--- DIRECTION ---
Please write out each row below word for word, omitting the pictures.

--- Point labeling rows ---
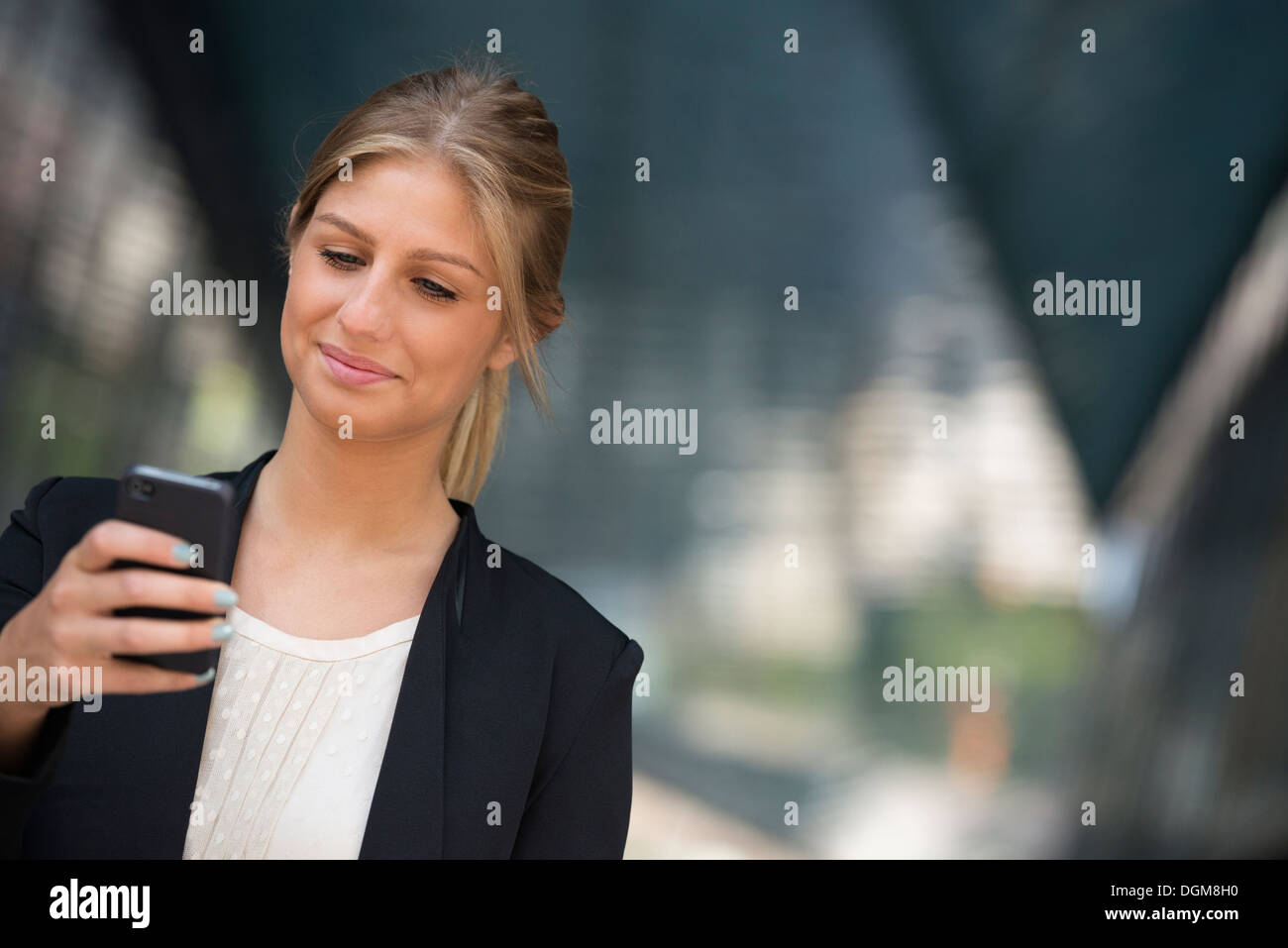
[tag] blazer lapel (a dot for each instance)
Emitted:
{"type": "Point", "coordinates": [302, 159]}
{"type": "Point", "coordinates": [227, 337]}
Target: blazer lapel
{"type": "Point", "coordinates": [406, 819]}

--- RESULT BELOW ---
[tag] blazer lapel (a dot for each instance)
Emitted:
{"type": "Point", "coordinates": [302, 159]}
{"type": "Point", "coordinates": [227, 337]}
Target: blazer lapel
{"type": "Point", "coordinates": [406, 819]}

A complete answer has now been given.